And such programming is far less expensive to produce: the newsrooms were savaged, the news-gatherers decimated. Bring on the Kardashians. Investigative journalism is indispensable for well-informed democracy to thrive. If not arguably dead, it is rarely visible today. For entertainment and spectacle, the Kardashians can't lay a finger on professional football. For half the year the mass media are saturated with it, exploiting its irresistible attraction of ongoing conflict and suspense: the preseason, the regular season, the playoffs, the Super Bowl. The spectacle of football is unmatched for generating advertising revenues.
There is one exception: the presidential election process, which displays the same attraction of ongoing conflict and suspense. The parallels are striking: early debates as preseason, primaries as regular season, conventions as playoffs, and then a political Super Bowl in November. And the season is three times as long, advertising revenues three times greater.

Recorded information:
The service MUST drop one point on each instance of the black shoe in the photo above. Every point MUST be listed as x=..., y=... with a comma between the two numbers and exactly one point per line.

Stated problem A: According to the commentary on media spectacle, how does the presidential election season compare in length with the football season?
Stated problem B: In the commentary on media spectacle, rewrite the paragraph beginning "There is one exception" as a brief bulleted list that keeps its main facts.

Exercise response A: It is three times as long.

Exercise response B:
- The one exception to football's dominance is the presidential election process, which has the same attraction of ongoing conflict and suspense.
- Early debates parallel the preseason, primaries the regular season, conventions the playoffs, and the November election a political Super Bowl.
- The election season is three times as long, with three times the advertising revenues.